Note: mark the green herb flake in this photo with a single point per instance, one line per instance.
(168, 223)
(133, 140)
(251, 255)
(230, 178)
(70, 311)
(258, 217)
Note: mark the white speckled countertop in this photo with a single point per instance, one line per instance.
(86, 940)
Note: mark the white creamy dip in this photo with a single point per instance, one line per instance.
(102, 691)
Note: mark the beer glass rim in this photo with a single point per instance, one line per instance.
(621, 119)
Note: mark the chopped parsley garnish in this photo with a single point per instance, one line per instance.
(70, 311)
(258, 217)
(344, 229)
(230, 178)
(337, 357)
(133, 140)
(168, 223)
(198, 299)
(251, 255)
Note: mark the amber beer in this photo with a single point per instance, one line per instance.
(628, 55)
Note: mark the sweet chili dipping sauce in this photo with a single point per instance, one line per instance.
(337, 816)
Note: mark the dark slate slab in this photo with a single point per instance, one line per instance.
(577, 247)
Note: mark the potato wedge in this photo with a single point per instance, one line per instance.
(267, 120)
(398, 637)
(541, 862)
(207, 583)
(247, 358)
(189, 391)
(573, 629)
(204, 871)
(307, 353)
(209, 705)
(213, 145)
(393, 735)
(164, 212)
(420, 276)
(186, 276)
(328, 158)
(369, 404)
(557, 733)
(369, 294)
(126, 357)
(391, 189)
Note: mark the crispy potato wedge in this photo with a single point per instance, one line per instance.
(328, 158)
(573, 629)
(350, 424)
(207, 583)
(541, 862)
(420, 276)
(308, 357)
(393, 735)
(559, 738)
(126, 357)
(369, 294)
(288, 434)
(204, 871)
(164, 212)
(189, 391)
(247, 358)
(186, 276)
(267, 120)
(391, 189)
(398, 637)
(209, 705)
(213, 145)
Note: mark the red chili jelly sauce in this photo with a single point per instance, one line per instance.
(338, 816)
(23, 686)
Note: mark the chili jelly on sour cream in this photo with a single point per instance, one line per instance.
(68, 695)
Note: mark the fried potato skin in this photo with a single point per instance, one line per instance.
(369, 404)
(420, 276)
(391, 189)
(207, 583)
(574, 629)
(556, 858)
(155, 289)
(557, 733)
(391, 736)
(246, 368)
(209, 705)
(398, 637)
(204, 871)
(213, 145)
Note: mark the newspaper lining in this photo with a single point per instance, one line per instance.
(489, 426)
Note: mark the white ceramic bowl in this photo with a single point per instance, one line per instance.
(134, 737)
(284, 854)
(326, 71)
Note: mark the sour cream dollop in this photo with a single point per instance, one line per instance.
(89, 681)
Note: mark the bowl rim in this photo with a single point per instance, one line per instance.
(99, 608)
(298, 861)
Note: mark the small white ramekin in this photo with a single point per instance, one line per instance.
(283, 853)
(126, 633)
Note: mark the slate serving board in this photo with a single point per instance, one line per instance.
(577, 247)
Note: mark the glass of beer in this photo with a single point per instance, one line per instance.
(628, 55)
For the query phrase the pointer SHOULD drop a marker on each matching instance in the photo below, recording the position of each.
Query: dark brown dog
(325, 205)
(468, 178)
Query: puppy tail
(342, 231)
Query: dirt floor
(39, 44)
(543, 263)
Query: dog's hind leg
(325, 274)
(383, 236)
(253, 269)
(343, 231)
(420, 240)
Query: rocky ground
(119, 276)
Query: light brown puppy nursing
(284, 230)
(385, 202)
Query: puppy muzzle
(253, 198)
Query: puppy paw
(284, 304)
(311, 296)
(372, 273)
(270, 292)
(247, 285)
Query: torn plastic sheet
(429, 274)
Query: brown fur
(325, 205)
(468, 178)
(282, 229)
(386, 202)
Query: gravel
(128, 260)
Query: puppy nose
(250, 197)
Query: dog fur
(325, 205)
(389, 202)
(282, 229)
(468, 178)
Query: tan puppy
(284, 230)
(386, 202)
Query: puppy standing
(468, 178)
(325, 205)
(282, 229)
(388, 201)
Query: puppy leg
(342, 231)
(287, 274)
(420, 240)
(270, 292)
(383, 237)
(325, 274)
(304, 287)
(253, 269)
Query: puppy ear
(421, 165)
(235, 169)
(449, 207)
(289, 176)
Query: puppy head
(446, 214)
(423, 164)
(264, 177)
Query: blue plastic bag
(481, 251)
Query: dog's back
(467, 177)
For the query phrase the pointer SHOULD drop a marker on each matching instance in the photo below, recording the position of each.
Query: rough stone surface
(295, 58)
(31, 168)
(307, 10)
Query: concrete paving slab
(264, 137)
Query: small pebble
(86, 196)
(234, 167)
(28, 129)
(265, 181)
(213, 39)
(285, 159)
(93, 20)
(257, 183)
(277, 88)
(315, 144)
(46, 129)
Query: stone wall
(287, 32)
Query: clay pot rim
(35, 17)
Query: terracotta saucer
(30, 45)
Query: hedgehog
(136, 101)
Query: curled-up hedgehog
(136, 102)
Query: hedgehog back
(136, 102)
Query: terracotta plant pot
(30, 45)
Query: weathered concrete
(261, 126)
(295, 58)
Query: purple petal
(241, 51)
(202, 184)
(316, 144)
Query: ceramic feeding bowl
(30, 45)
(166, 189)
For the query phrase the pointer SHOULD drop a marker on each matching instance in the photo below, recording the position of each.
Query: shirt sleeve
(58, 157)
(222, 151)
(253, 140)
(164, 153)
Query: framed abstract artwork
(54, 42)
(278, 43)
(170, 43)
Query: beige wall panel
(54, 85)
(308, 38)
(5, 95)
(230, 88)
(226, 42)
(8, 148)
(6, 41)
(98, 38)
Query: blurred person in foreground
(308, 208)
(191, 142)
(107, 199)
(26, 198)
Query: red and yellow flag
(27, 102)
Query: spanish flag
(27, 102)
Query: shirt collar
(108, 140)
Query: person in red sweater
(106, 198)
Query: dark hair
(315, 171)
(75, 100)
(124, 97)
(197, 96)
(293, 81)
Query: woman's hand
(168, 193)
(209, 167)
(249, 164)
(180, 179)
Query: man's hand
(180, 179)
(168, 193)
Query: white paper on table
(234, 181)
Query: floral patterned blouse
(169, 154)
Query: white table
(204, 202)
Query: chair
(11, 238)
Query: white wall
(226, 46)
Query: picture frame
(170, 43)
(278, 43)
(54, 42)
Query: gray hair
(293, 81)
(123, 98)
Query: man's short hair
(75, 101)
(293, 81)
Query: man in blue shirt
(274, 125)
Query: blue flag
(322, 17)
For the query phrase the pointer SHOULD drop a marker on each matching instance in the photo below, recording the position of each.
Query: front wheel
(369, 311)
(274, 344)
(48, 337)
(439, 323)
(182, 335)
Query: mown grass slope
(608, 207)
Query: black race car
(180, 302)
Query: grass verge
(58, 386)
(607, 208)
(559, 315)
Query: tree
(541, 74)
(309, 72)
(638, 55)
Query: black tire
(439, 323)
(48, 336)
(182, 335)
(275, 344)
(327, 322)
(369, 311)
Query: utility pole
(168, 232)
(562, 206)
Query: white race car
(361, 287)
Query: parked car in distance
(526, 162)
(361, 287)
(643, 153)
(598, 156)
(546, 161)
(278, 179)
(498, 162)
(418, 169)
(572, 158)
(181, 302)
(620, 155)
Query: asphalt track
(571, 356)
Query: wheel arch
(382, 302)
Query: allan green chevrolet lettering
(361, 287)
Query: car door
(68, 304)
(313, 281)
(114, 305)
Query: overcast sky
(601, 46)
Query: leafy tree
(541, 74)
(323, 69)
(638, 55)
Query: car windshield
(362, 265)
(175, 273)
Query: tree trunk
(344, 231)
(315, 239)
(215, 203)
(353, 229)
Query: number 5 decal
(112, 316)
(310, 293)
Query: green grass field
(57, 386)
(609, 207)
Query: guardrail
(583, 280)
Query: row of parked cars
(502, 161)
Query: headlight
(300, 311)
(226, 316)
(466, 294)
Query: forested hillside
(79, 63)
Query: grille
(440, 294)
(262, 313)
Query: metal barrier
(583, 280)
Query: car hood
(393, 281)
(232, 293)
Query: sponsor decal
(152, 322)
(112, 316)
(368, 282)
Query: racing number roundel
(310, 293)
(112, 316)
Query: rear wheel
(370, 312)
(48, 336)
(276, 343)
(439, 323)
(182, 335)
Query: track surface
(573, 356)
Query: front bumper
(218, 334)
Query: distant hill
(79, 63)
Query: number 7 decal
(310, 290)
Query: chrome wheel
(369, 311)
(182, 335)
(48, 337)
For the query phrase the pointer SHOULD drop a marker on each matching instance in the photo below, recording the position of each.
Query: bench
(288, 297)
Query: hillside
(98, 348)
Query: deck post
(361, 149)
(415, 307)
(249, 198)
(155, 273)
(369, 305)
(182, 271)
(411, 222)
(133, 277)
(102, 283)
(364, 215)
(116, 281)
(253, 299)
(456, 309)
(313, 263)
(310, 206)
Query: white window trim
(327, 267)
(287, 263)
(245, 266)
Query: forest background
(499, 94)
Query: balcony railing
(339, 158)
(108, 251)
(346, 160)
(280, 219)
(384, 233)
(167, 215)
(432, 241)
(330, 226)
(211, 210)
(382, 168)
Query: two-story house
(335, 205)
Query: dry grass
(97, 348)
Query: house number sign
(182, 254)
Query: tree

** Assignment **
Each line, beginning at the one that contains "Query: balcony railing" and continuing through the end of the records, must be written out exactly, first and last included.

** Result of this exercise **
Query: balcony railing
(339, 158)
(108, 251)
(346, 160)
(280, 219)
(384, 233)
(167, 215)
(432, 241)
(330, 226)
(211, 210)
(382, 168)
Query: two-story house
(335, 205)
Query: dry grass
(97, 348)
Query: house number sign
(182, 254)
Query: tree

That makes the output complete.